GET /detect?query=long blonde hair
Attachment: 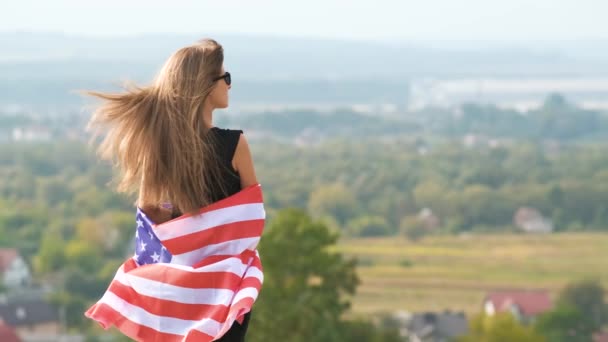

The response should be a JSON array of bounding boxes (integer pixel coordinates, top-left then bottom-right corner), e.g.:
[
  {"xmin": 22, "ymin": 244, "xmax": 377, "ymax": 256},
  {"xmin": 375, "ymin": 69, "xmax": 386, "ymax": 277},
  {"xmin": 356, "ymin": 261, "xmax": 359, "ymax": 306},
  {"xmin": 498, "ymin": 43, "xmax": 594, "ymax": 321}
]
[{"xmin": 85, "ymin": 39, "xmax": 224, "ymax": 212}]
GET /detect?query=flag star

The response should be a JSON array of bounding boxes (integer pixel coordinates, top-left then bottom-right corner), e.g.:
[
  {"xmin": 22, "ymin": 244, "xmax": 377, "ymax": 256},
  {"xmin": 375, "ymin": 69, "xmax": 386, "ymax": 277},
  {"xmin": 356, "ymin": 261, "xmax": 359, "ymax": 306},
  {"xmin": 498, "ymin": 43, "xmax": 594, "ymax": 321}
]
[{"xmin": 150, "ymin": 251, "xmax": 160, "ymax": 262}]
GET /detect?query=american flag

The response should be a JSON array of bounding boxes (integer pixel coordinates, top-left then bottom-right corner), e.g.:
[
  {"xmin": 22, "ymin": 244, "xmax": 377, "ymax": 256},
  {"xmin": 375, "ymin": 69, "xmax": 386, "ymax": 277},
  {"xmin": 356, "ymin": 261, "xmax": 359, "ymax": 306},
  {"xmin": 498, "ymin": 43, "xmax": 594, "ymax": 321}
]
[{"xmin": 85, "ymin": 184, "xmax": 266, "ymax": 342}]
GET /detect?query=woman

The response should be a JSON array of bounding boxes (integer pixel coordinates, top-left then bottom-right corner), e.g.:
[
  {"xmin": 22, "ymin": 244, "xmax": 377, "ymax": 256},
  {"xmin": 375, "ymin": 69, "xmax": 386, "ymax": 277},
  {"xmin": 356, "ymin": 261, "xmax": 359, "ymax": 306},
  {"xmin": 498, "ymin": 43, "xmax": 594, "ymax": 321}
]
[{"xmin": 86, "ymin": 39, "xmax": 264, "ymax": 341}]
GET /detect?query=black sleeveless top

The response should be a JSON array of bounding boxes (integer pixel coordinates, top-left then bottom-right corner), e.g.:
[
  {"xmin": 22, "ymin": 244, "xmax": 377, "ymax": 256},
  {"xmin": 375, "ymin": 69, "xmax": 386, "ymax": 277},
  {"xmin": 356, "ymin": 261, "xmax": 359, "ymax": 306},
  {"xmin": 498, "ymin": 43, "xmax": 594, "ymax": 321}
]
[{"xmin": 172, "ymin": 127, "xmax": 243, "ymax": 218}]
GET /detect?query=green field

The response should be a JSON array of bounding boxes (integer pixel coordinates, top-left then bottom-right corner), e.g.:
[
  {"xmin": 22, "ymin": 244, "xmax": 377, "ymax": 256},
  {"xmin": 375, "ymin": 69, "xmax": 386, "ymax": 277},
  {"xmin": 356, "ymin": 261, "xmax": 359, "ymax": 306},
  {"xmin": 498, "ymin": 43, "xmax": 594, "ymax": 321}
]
[{"xmin": 337, "ymin": 233, "xmax": 608, "ymax": 314}]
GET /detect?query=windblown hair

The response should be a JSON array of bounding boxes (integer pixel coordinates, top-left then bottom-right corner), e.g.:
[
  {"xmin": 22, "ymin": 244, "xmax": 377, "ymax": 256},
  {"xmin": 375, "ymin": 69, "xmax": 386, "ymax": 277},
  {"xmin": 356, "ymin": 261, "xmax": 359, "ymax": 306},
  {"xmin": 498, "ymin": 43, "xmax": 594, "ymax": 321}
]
[{"xmin": 85, "ymin": 39, "xmax": 224, "ymax": 213}]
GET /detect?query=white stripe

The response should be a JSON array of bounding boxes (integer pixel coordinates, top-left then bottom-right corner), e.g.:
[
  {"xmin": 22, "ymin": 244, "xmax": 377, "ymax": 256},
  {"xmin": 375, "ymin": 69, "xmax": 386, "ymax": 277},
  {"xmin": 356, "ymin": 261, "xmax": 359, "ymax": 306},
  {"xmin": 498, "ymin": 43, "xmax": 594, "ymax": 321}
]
[
  {"xmin": 100, "ymin": 291, "xmax": 223, "ymax": 336},
  {"xmin": 232, "ymin": 287, "xmax": 258, "ymax": 303},
  {"xmin": 114, "ymin": 272, "xmax": 234, "ymax": 306},
  {"xmin": 133, "ymin": 257, "xmax": 262, "ymax": 277},
  {"xmin": 171, "ymin": 236, "xmax": 260, "ymax": 266},
  {"xmin": 153, "ymin": 203, "xmax": 266, "ymax": 241},
  {"xmin": 243, "ymin": 266, "xmax": 264, "ymax": 283}
]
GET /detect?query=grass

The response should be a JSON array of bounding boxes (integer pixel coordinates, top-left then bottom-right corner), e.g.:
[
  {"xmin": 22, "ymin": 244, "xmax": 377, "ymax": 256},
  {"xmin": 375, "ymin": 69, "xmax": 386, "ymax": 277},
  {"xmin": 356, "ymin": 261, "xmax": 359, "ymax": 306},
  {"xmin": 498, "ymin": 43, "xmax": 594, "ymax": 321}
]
[{"xmin": 336, "ymin": 233, "xmax": 608, "ymax": 314}]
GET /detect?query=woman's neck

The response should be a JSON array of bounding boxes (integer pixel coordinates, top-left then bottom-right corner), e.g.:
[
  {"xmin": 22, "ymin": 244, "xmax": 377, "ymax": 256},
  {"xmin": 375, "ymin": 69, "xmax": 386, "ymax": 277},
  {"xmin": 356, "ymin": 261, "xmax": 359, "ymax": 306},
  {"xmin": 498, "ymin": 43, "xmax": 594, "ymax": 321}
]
[{"xmin": 203, "ymin": 105, "xmax": 213, "ymax": 128}]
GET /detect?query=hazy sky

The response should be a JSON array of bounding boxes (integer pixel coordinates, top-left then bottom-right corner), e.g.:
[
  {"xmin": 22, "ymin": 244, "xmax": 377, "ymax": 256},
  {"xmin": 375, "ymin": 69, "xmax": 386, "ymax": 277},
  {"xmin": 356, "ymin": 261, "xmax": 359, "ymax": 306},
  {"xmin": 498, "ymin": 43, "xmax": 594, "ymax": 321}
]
[{"xmin": 0, "ymin": 0, "xmax": 608, "ymax": 41}]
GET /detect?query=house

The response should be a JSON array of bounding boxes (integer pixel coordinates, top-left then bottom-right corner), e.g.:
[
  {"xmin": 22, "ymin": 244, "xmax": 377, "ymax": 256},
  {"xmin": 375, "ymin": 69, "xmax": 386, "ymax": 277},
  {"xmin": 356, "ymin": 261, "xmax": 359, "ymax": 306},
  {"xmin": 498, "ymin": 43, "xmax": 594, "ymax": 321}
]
[
  {"xmin": 405, "ymin": 311, "xmax": 468, "ymax": 342},
  {"xmin": 0, "ymin": 300, "xmax": 61, "ymax": 341},
  {"xmin": 0, "ymin": 321, "xmax": 22, "ymax": 342},
  {"xmin": 418, "ymin": 208, "xmax": 440, "ymax": 231},
  {"xmin": 513, "ymin": 207, "xmax": 553, "ymax": 233},
  {"xmin": 483, "ymin": 290, "xmax": 553, "ymax": 323},
  {"xmin": 0, "ymin": 248, "xmax": 31, "ymax": 289}
]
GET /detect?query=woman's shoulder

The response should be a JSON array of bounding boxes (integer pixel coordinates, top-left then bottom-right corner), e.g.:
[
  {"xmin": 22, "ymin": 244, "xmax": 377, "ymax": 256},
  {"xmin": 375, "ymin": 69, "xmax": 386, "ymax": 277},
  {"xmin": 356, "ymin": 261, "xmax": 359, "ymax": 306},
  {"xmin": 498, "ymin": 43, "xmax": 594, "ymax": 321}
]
[{"xmin": 211, "ymin": 126, "xmax": 243, "ymax": 135}]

::::::::

Rewrite the stretch of lines from the one containing "GET /detect?query=hazy sky" through the last line, putting "whole-number pixel coordinates" wherever "integer pixel coordinates" appears and leaving everything else as it is.

**RESPONSE TO THE TASK:**
GET /detect?query=hazy sky

The response should be a JSON array of bounding boxes (whole-number pixel coordinates, top-left then bottom-right corner), e.g.:
[
  {"xmin": 22, "ymin": 244, "xmax": 377, "ymax": 256},
  {"xmin": 375, "ymin": 69, "xmax": 386, "ymax": 277},
  {"xmin": 356, "ymin": 261, "xmax": 359, "ymax": 306},
  {"xmin": 498, "ymin": 43, "xmax": 594, "ymax": 321}
]
[{"xmin": 0, "ymin": 0, "xmax": 608, "ymax": 41}]
GET /detect?query=house

The response should be a JSON array of bounding boxes (whole-number pixel coordinates, top-left then bottom-right corner), e.g.:
[
  {"xmin": 22, "ymin": 244, "xmax": 377, "ymax": 256},
  {"xmin": 375, "ymin": 69, "xmax": 386, "ymax": 277},
  {"xmin": 356, "ymin": 261, "xmax": 359, "ymax": 306},
  {"xmin": 498, "ymin": 43, "xmax": 594, "ymax": 321}
]
[
  {"xmin": 405, "ymin": 311, "xmax": 468, "ymax": 342},
  {"xmin": 0, "ymin": 300, "xmax": 61, "ymax": 341},
  {"xmin": 0, "ymin": 321, "xmax": 22, "ymax": 342},
  {"xmin": 418, "ymin": 208, "xmax": 440, "ymax": 231},
  {"xmin": 513, "ymin": 207, "xmax": 553, "ymax": 233},
  {"xmin": 483, "ymin": 290, "xmax": 553, "ymax": 323},
  {"xmin": 0, "ymin": 248, "xmax": 31, "ymax": 289}
]
GET /detect?query=woman's shoulder

The response should be a JSON array of bounding boxes (whole-number pixel coordinates, top-left then bottom-right corner), e.g.:
[
  {"xmin": 22, "ymin": 244, "xmax": 377, "ymax": 256},
  {"xmin": 375, "ymin": 69, "xmax": 386, "ymax": 277},
  {"xmin": 356, "ymin": 261, "xmax": 359, "ymax": 306},
  {"xmin": 498, "ymin": 43, "xmax": 594, "ymax": 321}
]
[{"xmin": 211, "ymin": 126, "xmax": 243, "ymax": 135}]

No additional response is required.